(Location identification items)

## begin

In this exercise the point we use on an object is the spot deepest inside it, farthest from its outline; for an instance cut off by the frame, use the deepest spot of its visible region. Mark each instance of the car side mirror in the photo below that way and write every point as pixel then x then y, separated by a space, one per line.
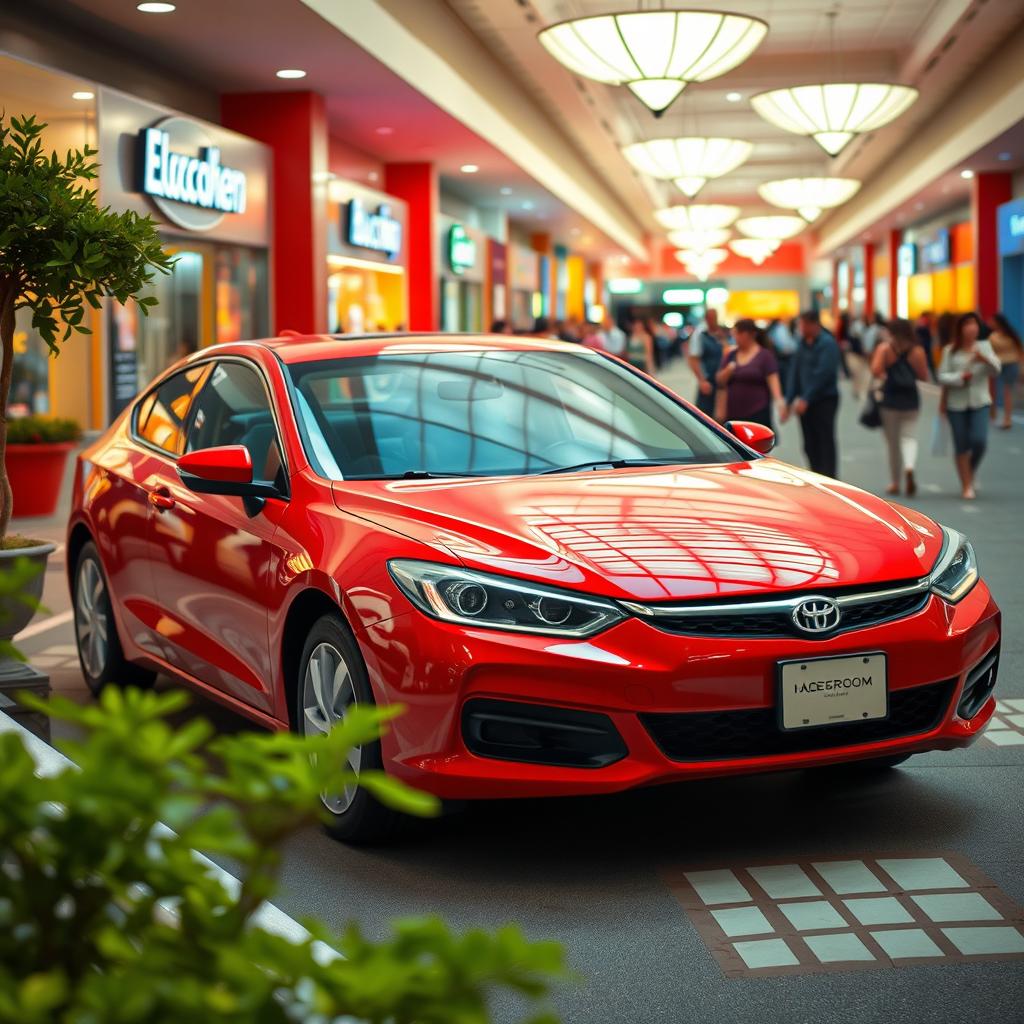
pixel 755 435
pixel 226 470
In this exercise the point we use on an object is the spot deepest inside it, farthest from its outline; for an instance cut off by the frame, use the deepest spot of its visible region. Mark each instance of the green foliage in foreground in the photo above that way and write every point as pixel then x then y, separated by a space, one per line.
pixel 108 919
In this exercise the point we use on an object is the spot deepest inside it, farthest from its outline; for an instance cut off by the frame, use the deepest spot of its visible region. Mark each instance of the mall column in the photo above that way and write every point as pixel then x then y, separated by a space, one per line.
pixel 417 184
pixel 989 190
pixel 294 125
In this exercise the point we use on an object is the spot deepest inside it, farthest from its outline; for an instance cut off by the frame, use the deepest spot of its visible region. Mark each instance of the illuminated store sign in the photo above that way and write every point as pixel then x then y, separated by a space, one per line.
pixel 374 229
pixel 462 250
pixel 202 181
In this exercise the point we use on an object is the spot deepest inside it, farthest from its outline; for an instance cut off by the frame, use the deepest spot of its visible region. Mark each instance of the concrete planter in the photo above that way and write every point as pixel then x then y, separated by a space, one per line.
pixel 18 676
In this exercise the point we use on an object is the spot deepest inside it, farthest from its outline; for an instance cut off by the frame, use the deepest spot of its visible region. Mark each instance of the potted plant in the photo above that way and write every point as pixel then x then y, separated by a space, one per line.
pixel 37 452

## end

> What to do
Express the lines above as a JSON list of strings, one string per line, with blank lines and pictures left out.

> Result below
[
  "In this exercise the point we use on an object is the spot deepest inside it, farthest from its outline; for an instance cut off by the frame, use the deepest spot of its visible region. Mark each instance of the car side mirror in the photo below that way and write every point as pixel then x then y, separated by a space, one per line.",
  "pixel 755 435",
  "pixel 226 470",
  "In this exercise the point we use on an object is the spot deepest inside it, farthest from its outline; for an instance cut off by the frame, use the deepest spot of its visible region. Mark each instance of the green foliage in foreground in the photo above that way and write every point as pixel then x then y, separated by a space, one per line.",
  "pixel 108 919",
  "In this exercise the point we use on an object is the spot deepest inside it, farthest from its outline; for an instance cut off by the frame, use the deepest spot of its visible region. Mark each instance of the mall column in the photo above that way and write every point as pixel then x then y, separated by a space, one per line.",
  "pixel 417 184",
  "pixel 989 190",
  "pixel 294 125",
  "In this exercise the point we use on an object is the spot deepest inside it, farthest from its outline; for an instance cut off by the frame, use the deepest spot of its visible region. Mark each instance of the illuminated store sign in the photo above that way and write every point as pixel then x then y, separated by a space, one per line.",
  "pixel 374 229",
  "pixel 462 250",
  "pixel 202 181",
  "In this exercise the point we use on an object is the spot deepest inside it, farthest from its outline; for an instance cut off by the frame, use the deepest spot of its visible region. Mark each instance of the concrete planter in the photo above that way and write every point as pixel then x then y, separated by a space, one per line.",
  "pixel 18 676",
  "In this exercise the point we use on an object is the spot deepest inside it, farthest from its outline; for an instance cut off by the frame, use the deepest spot of its visible region. Mark each instance of the potted plant in the photo above that way and write every point as pixel then x then y, separated by a space, one per line.",
  "pixel 37 452"
]